§ **Task goal**: Take the line that contains "Mark one point on each instance of the balcony railing" as the first line and the last line of the material below as the final one; reproduce exactly the lines between, inclusive.

§ **Task data**:

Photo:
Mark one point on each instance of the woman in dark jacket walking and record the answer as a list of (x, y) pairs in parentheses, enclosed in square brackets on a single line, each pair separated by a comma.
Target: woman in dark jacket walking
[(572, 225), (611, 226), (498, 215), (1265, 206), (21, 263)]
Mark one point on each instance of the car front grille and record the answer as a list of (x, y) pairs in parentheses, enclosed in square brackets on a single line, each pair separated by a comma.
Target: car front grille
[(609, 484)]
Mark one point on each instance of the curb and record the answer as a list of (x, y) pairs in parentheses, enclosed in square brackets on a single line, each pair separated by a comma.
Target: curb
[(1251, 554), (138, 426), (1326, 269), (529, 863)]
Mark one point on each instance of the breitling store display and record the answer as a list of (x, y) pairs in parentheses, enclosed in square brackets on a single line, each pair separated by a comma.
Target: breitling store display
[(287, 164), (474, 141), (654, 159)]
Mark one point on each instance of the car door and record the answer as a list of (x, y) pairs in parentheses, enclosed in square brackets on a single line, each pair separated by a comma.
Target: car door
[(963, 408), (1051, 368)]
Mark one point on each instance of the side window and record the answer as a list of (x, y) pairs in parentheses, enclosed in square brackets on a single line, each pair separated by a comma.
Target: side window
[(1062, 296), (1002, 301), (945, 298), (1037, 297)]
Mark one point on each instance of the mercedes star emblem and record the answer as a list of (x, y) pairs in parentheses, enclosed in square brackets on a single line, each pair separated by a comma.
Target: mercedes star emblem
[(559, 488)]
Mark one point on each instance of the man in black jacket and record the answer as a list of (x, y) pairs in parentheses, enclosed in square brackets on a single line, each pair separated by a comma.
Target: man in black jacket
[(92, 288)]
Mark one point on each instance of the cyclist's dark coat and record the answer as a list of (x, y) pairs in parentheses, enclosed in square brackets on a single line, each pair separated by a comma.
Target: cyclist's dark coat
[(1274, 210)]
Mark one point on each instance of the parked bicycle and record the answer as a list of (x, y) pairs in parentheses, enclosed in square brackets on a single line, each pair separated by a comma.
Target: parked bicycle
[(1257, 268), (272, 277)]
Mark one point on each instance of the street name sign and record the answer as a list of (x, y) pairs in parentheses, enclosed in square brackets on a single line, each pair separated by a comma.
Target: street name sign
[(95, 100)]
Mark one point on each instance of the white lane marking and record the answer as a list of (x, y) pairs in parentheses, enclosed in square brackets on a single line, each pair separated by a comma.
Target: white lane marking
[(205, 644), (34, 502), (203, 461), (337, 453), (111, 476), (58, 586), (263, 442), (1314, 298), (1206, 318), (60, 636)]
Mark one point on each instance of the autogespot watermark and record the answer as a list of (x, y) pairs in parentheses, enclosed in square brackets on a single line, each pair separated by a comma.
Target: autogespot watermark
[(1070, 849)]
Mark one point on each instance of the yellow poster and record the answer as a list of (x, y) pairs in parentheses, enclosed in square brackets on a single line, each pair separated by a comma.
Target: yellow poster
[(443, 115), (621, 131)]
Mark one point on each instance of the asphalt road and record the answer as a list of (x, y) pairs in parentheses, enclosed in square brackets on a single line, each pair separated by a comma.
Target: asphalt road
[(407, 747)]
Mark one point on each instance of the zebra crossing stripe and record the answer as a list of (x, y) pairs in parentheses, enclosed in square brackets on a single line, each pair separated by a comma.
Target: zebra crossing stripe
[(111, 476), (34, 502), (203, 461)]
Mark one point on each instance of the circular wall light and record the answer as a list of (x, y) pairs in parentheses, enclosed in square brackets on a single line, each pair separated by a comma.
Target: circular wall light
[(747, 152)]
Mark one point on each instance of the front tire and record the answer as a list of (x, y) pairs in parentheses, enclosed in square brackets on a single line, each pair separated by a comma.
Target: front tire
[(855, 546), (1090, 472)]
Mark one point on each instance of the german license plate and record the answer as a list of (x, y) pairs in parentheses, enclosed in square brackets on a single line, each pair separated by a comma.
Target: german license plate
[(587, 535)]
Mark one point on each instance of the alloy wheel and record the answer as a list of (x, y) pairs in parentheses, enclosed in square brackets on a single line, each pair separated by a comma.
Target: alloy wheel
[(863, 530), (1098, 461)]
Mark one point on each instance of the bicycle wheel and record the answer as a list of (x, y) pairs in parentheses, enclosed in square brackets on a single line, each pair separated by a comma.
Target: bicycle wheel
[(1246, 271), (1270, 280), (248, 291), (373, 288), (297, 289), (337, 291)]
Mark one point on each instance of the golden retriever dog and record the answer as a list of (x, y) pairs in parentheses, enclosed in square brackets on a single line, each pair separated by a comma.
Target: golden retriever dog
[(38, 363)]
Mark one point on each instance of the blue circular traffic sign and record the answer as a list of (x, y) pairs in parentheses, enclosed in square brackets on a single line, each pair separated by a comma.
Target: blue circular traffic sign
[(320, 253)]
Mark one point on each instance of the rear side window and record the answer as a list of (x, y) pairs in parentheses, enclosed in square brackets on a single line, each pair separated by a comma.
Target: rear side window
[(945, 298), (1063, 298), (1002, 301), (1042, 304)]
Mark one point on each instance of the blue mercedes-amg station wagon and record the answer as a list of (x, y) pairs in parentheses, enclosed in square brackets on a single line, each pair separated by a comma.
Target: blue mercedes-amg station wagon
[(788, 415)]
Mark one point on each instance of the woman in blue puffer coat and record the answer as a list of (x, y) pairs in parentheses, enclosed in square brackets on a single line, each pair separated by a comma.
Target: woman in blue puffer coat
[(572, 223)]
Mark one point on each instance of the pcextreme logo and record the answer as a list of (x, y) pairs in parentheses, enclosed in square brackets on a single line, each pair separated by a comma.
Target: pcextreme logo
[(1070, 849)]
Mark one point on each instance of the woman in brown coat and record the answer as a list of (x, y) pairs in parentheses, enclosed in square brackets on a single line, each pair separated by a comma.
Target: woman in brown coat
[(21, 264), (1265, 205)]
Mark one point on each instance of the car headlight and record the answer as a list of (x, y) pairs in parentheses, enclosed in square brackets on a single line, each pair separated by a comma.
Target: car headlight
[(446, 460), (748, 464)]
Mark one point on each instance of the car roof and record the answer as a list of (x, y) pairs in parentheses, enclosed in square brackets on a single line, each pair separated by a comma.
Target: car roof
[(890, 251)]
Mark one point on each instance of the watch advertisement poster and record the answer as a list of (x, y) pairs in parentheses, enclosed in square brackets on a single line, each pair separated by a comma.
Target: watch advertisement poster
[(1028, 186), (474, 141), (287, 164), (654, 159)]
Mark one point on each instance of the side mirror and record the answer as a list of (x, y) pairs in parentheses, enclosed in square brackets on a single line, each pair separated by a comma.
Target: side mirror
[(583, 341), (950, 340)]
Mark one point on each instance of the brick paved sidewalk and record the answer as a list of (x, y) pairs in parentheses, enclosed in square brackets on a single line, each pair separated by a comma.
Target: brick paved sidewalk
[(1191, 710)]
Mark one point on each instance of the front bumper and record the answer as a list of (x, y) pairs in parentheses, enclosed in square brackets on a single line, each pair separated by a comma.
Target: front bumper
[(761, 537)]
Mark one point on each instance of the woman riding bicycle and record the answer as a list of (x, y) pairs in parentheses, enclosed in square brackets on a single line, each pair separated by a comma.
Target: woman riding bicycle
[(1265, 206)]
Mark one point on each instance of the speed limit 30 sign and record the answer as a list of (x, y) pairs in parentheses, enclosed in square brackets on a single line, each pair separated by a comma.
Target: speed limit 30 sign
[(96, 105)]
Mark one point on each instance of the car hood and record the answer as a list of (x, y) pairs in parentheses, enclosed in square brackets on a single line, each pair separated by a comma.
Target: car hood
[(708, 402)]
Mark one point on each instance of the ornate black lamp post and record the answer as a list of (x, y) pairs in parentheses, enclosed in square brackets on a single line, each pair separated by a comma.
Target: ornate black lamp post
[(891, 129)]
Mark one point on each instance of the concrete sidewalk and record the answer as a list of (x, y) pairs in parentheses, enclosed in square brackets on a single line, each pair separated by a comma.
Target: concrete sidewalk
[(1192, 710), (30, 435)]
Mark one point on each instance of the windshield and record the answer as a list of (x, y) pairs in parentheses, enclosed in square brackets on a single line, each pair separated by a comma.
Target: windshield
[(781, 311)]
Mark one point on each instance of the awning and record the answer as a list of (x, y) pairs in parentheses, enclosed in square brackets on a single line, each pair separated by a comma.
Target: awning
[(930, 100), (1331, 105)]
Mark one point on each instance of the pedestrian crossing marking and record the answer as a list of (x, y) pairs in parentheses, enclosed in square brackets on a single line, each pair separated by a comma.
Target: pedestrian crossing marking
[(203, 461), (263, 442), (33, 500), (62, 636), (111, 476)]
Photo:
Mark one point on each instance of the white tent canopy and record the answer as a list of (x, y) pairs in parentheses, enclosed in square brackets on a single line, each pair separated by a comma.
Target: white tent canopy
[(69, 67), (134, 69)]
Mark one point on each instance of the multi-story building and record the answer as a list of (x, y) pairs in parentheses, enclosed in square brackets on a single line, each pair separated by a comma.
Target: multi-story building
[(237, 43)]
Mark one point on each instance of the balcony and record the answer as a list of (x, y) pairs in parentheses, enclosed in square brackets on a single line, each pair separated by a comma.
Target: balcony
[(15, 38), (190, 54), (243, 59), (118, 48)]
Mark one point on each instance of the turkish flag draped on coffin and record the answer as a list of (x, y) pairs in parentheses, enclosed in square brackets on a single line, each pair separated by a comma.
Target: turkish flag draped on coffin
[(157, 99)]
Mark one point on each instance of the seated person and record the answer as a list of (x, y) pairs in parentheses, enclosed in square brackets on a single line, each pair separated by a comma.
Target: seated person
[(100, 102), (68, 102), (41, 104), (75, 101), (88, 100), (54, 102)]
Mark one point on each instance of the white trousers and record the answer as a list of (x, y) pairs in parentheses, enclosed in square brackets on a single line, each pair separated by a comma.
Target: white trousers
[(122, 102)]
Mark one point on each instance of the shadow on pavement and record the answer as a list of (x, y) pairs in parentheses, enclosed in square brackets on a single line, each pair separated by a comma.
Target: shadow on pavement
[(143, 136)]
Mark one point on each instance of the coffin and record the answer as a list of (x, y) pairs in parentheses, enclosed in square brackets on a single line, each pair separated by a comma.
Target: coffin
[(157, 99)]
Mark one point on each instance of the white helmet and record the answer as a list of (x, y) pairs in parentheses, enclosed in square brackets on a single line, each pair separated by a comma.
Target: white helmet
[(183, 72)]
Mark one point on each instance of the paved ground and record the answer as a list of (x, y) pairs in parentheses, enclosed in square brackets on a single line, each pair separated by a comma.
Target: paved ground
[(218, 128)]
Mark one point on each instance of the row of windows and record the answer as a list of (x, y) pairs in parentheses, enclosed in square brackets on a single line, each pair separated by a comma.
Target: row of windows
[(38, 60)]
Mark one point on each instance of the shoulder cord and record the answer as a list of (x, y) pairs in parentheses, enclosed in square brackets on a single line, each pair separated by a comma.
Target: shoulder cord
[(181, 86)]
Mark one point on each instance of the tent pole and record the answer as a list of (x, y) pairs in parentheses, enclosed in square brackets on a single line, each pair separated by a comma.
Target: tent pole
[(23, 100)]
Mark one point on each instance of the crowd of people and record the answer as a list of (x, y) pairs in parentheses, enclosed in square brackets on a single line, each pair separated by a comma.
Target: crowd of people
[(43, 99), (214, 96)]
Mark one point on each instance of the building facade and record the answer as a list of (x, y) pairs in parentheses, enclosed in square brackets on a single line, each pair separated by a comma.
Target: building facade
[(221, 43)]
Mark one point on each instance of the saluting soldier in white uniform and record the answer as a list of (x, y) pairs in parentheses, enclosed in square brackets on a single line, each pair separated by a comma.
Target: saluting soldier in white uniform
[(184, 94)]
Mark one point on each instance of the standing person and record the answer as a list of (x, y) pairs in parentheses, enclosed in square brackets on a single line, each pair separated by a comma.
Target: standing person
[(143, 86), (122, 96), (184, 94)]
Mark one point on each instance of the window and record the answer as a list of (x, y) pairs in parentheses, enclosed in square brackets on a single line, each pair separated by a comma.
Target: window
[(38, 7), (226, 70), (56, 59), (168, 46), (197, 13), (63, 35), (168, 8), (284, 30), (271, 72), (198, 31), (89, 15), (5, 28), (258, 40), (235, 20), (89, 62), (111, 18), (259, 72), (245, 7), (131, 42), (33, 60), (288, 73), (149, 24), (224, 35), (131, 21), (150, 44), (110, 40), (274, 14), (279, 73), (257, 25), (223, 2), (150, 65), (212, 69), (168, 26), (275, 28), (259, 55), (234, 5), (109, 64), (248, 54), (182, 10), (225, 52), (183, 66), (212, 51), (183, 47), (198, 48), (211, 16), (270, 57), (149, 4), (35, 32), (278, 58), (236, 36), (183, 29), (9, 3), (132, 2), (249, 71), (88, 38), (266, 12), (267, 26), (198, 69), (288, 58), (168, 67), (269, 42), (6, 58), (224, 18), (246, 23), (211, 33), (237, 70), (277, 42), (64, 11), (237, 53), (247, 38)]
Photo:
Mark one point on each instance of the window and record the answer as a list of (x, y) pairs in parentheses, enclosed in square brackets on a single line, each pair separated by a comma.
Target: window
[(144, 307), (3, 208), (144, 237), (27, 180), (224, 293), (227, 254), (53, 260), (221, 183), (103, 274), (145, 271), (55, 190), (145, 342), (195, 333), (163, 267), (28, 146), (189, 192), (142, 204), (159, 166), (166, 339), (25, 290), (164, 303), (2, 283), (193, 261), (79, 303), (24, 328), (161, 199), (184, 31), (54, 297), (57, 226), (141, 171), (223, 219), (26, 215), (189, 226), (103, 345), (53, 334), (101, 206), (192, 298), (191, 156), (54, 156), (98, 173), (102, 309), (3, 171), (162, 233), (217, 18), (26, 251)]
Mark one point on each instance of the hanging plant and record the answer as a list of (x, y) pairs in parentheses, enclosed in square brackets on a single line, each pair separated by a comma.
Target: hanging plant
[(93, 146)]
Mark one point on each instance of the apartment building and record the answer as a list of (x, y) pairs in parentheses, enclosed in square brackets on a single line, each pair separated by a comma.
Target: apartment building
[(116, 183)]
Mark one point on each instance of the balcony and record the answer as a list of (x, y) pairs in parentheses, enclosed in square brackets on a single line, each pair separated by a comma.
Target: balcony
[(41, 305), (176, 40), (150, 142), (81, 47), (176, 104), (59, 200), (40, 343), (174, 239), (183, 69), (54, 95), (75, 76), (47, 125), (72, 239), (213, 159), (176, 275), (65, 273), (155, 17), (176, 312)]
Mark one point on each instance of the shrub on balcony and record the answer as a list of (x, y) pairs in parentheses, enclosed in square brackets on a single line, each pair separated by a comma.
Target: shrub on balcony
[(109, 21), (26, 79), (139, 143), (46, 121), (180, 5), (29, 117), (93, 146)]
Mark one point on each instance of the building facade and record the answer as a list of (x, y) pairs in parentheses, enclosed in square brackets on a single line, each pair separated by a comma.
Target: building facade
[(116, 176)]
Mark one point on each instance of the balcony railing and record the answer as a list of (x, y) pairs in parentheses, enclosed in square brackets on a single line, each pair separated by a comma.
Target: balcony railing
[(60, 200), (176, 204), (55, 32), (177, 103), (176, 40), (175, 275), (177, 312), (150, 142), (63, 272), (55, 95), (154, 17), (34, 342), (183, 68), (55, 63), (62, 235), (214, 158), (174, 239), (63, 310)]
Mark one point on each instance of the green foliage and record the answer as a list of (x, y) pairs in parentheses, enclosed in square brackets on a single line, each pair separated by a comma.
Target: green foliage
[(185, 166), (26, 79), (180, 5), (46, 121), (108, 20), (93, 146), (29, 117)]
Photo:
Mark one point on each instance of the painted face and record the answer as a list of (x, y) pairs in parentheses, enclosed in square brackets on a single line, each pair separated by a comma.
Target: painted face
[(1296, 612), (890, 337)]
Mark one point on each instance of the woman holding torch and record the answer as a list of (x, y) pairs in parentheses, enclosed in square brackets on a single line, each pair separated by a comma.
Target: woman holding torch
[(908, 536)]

§ **Reply**:
Mark one point on each instance of the balcony railing and record the answer as a list of (x, y) pairs in parentheses, enclosed in square brackets on a single line, each pair separated by a comma.
Target: balcony railing
[(60, 200), (176, 204), (55, 32), (177, 103), (176, 40), (175, 275), (177, 312), (150, 142), (63, 272), (55, 95), (154, 17), (34, 342), (183, 68), (55, 63), (62, 235), (214, 158), (174, 239), (63, 310)]
Mark one point on each instance of the green foliage and record the answer as a list of (x, y) pairs in parentheses, enclosed in square brackets on a single line, each pair separated by a comma.
Target: green foliage
[(185, 166), (26, 79), (180, 5), (46, 121), (108, 20), (93, 146), (29, 117)]
Photo:
Mark one point on each instance of the painted face and record the answer as a list of (x, y) pairs in parentheses, enclosed in square brackets on a single line, each pair separated by a comma.
Target: painted face
[(1296, 612), (890, 337)]
Mark one point on each instance of the woman holding torch and record the answer as a list of (x, y) pairs in parentheses, enclosed in square brackets on a single line, each pair separated by a comma.
Target: woman holding torch
[(908, 536)]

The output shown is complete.